## Obiettivo del compito
Prosegui il testo sul linguaggio inclusivo a partire dall'ultima frase riportata.

## Testo da leggere
──────────────────────────────

1INCITE! da allora ha cambiato nome in INCITE! Women, Gender Non-conforming, and Trans people of Colour Against Violence.

Il ritorno degli asterischi assassini – di linguaggio di genere e modalità comunicative anti-autoritarie

domenica, Marzo 17th, 2019

 

“I limiti del mio linguaggio significano i limiti del mio mondo”

Ludwig Wittgenstein, Tractatus Logico-Philosophicus, 5.6

 

 

Recentemente ho avuto il dispiacere di leggere l’articolo di Annick Stevens “Sul sessimo inclusivo” nelle sue versioni italiana e francese, insieme ad annessi e connessi commenti sulla questione da parte di diversi compagni (tutti maschi) di diverse sfumature politiche. L’articolo e le successive discussioni aprono un mondo di riflessioni sulle modalità comunicative che una certa parte del movimento assume quando si parla di genere, e in particolare di linguaggio inclusivo. Prescindendo dal mero contenuto del dibattito “linguaggio inclusivo sì / linguaggio inclusivo no”, mi pare che sia utile analizzare i toni di questa discussione, perché sono indicativi di un certo modo di approcciarsi alle riflessioni che non è per nulla anti-autoritario.

La questione del linguaggio è lunga e complessa, coinvolge diversi gruppi con diversi interessi in paesi diversi, e sicuramente non può essere risolta nell’arrogante articolo della Stevens, né nella posizione di comodo di chi bolla i sostenitori del linguaggio inclusivo come “borghesi benpensanti”. Io non sono grande fan degli asterischi né delle doppie desinenze, ma che chi propone queste soluzioni venga zittita e liquidata come antirivoluzionaria mi fa vollere o sang’. Prima di tutto perché questa pratica è un sistema autoritario e schifoso che dovremmo bandire dai nostri spazi, e poi perché parecchie delle critiche mosse a chi sostiene il linguaggio inclusivo sono frutto della non conoscenza del contesto che ha portato alla nascita di questo movimento, e basterebbe fare una ricerca in rete per non incappare nell’errore. Stevens (ex docente di filosofia all’Università di Liegi) evidentemente questa ricerca non la ha fatta.

──────────────────────────────

## Dati mostrati
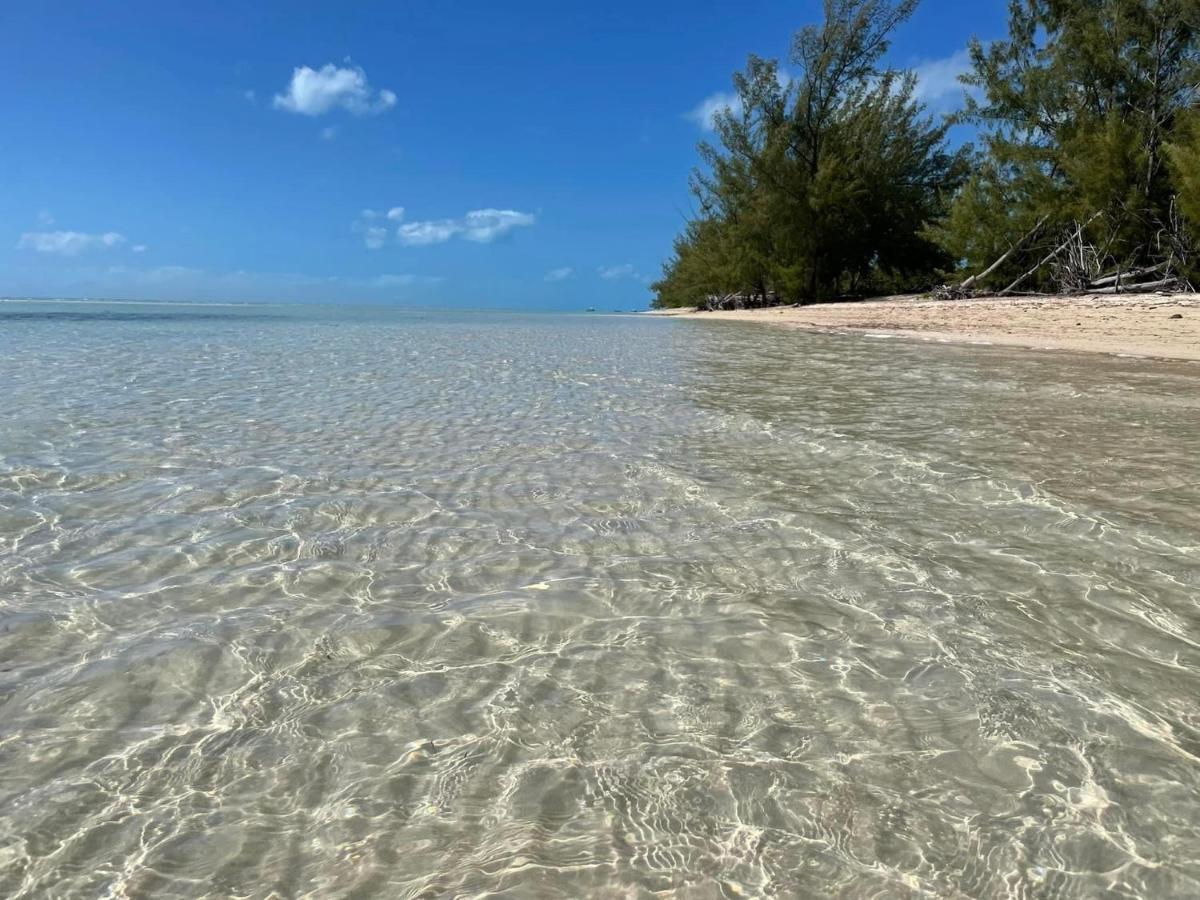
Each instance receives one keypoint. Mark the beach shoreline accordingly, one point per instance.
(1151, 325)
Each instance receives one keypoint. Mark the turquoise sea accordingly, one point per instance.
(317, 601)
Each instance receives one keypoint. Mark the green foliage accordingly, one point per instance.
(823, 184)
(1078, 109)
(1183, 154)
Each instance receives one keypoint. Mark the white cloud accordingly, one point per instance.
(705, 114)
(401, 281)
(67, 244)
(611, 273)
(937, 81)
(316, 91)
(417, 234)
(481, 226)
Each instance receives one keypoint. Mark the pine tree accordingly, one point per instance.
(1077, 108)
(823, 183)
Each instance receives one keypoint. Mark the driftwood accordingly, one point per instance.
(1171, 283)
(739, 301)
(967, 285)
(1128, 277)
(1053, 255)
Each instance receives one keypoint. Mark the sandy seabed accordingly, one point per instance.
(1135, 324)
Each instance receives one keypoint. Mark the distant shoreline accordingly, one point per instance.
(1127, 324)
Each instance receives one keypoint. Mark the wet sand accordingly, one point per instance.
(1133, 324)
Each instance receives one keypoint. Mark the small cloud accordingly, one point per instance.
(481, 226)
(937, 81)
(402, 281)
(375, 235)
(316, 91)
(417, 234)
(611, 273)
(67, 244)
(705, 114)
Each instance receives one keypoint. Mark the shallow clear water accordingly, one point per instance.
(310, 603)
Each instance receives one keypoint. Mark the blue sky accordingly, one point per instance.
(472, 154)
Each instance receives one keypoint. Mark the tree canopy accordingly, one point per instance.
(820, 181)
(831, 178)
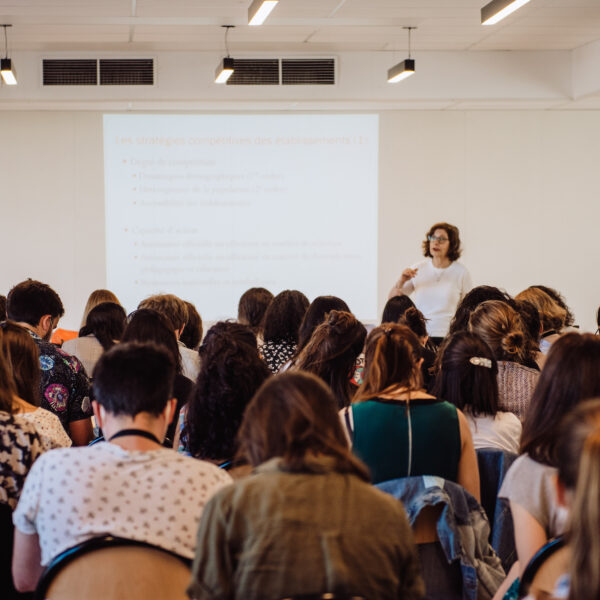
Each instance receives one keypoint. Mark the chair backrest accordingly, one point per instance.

──────────────────────────────

## Risultato
 

Un po’ di storia

Prima di tutto bisogna considerare che quando parliamo di linguaggio inclusivo ci stiamo riferendo a due fenomeni distinti che vengono sovrapposti arbitrariamente: da una parte abbiamo le politiche linguistiche ufficiali e dall’altra un movimento nato dal basso. L’Accademia della Crusca (similarmente a quanto fanno altre accademie di lingua europee) ha pubblicato un manuale sul linguaggio inclusivo che riflette quelle che sono le preoccupazioni istituzionali in riguardo: “tradurre” documenti, cariche istituzionali, professioni, etc. dal genere maschile a quello femminile. Le istituzioni linguistiche si danno come obiettivo quello di normare la lingua, per cui i loro documenti hanno come unico fine la creazione di un manuale di stile (delle “istruzioni per l’uso” se preferiamo). Esempi di queste azioni sono il dibattito sulla corretta forma femminile della parola ministro o sindaco. Una volta stabilita la norma linguistica, il contributo istituzionale alla lotta contro il sessismo si esaurisce.

Dall’altra parte della barricata si muovono invece gruppi che considerano il linguaggio inclusivo come una pratica quotidiana volta ad EVIDENZIARE l’esistenza di un problema e a metterlo in discussione: l’uso della forma maschile come forma base non marcata in italiano è vissuto in maniera problematica perché rappresenta linguisticamente un fenomeno sociale, ovvero l’esistenza di una serie di condizioni storiche e sociali per cui individui di genere maschile si trovano ad essere privilegiati nella società italiana contemporanea. E a questo punto ci sono due corollari a questa riflessione che devono essere esplicitati per evitare che si levino gli scudi:

  1. Dire che il genere maschile è privilegiato non significa dire che ogni uomo, in ogni momento della sua vita, in ogni circostanza, sia privilegiato, o che goda sempre e comunque dei benefici di questo privilegio. Significa dire che a livello sociale questa è la tendenza, e che, volente o nolente, chi nasce “maschio” (con tutte le discussioni che possiamo fare su questa etichetta e su questa frase e sul non-binarismo dei generi) tende a beneficiare di questa sua condizione.Ecco questo è un punto che io trovo importante da ribadire, perché se uno sta in un movimento che si professa anti-autoritario o anti-sistemico a qualsiasi livello può non essere d’accordo con le modalità di lotta a questo fenomeno, ma non con la nozione dell’esistenza di questo fenomeno. Il sessismo NON è stato inventato negli Stati Uniti dai liberali e non si risolve alla fine della storia dopo che abbiamo risolto cose più importanti.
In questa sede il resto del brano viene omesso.